EXERCISE PROMPT:
Print every line of the items below verbatim, omitting the pictures.

□ □ □

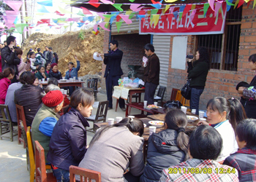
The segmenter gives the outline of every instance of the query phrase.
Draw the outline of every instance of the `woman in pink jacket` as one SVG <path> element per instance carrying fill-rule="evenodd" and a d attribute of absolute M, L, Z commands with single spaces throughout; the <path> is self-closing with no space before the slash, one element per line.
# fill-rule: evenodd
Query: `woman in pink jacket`
<path fill-rule="evenodd" d="M 0 73 L 0 104 L 4 104 L 5 98 L 11 79 L 14 77 L 14 70 L 12 68 L 6 68 Z"/>

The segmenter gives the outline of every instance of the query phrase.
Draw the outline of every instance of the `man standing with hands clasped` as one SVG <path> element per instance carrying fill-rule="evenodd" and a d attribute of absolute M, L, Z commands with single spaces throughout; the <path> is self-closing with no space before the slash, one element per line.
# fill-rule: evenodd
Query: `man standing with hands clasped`
<path fill-rule="evenodd" d="M 148 105 L 154 103 L 154 95 L 159 84 L 160 63 L 157 55 L 154 53 L 154 46 L 147 44 L 145 46 L 145 54 L 148 60 L 144 68 L 143 81 L 145 82 L 144 100 Z"/>
<path fill-rule="evenodd" d="M 121 61 L 123 58 L 123 52 L 118 50 L 118 42 L 116 40 L 112 40 L 110 44 L 110 51 L 106 54 L 97 54 L 97 56 L 104 55 L 104 64 L 106 65 L 104 77 L 106 78 L 106 90 L 108 103 L 108 109 L 113 108 L 112 91 L 113 87 L 118 85 L 118 79 L 123 75 L 123 71 L 121 68 Z M 119 107 L 123 111 L 125 111 L 124 100 L 119 98 Z"/>
<path fill-rule="evenodd" d="M 12 83 L 18 82 L 16 76 L 18 74 L 17 65 L 20 64 L 20 59 L 17 57 L 15 48 L 16 47 L 16 37 L 10 36 L 7 39 L 7 45 L 1 50 L 1 69 L 12 68 L 15 71 L 15 76 Z"/>

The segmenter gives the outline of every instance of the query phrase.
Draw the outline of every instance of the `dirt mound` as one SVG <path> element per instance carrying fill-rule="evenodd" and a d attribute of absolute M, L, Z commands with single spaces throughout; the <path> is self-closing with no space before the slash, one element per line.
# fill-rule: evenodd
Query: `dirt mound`
<path fill-rule="evenodd" d="M 83 36 L 81 36 L 83 34 Z M 36 33 L 31 35 L 24 42 L 22 47 L 23 58 L 29 49 L 40 48 L 41 52 L 45 50 L 45 46 L 53 47 L 53 52 L 59 56 L 59 70 L 65 75 L 68 70 L 67 64 L 73 62 L 76 66 L 74 55 L 77 55 L 80 63 L 80 68 L 78 76 L 83 76 L 90 73 L 96 74 L 101 73 L 102 61 L 93 59 L 95 52 L 102 52 L 104 31 L 100 31 L 95 36 L 91 30 L 86 31 L 67 32 L 63 35 L 53 35 L 42 33 Z M 83 40 L 80 37 L 83 36 Z"/>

□ □ □

TASK RESULT:
The segmenter gives the outline of every instance of the query phrase.
Draw the outline of every instance of the `woman in pink jacket` as one SVG <path> element per instance carrying fill-rule="evenodd" and a d attribute of absolute M, L, Z commands with single spaces throughout; the <path> is self-closing with no space before the slash, one element per line.
# fill-rule: evenodd
Query: `woman in pink jacket`
<path fill-rule="evenodd" d="M 0 73 L 0 104 L 4 104 L 5 98 L 11 79 L 14 77 L 14 70 L 12 68 L 6 68 Z"/>

The segmenter gives the outline of every instance of the query phrase.
Draw the outline of every instance of the `man standing with hands clasped` as one SVG <path> element per instance carrying fill-rule="evenodd" and a d attribute of absolute M, L, Z commands with single spaces throughout; the <path> is self-closing with no space before the slash, one element per line.
# fill-rule: evenodd
Query: `man standing with hands clasped`
<path fill-rule="evenodd" d="M 148 105 L 154 103 L 154 95 L 159 84 L 160 63 L 157 55 L 154 53 L 154 46 L 147 44 L 145 46 L 145 54 L 148 60 L 144 68 L 143 81 L 145 82 L 144 100 Z"/>
<path fill-rule="evenodd" d="M 121 61 L 123 58 L 123 52 L 118 50 L 118 42 L 116 40 L 112 40 L 110 44 L 110 51 L 106 54 L 97 54 L 97 56 L 104 55 L 104 64 L 106 65 L 104 77 L 106 78 L 106 90 L 108 103 L 108 109 L 113 108 L 112 91 L 113 87 L 118 85 L 118 79 L 123 75 L 123 71 L 121 68 Z M 119 107 L 123 111 L 125 111 L 124 100 L 119 98 Z"/>
<path fill-rule="evenodd" d="M 12 83 L 18 82 L 16 76 L 18 74 L 17 65 L 20 64 L 20 59 L 17 57 L 15 48 L 16 47 L 16 37 L 10 36 L 7 39 L 7 45 L 1 50 L 1 69 L 12 68 L 15 71 L 15 76 Z"/>

The segmenter gives the outline of every instance of the query phrase.
Draw the outline of every instance of the `dirt mound` as one SVG <path> element per instance carrying fill-rule="evenodd" and a d attribute of absolute M, L, Z commands with single spaces throughout; the <path> is self-closing with no space before the slash, one element per line.
# fill-rule: evenodd
Query: `dirt mound`
<path fill-rule="evenodd" d="M 83 36 L 81 36 L 83 34 Z M 36 33 L 31 35 L 24 42 L 22 47 L 23 58 L 29 49 L 40 48 L 41 52 L 45 50 L 45 46 L 53 47 L 53 52 L 59 56 L 59 70 L 65 75 L 68 70 L 67 64 L 73 62 L 76 66 L 74 55 L 77 55 L 80 63 L 80 68 L 78 76 L 83 76 L 90 73 L 96 74 L 101 73 L 102 61 L 93 59 L 95 52 L 102 52 L 104 31 L 100 31 L 95 36 L 91 30 L 86 31 L 67 32 L 63 35 L 53 35 L 42 33 Z M 83 40 L 80 37 L 83 36 Z"/>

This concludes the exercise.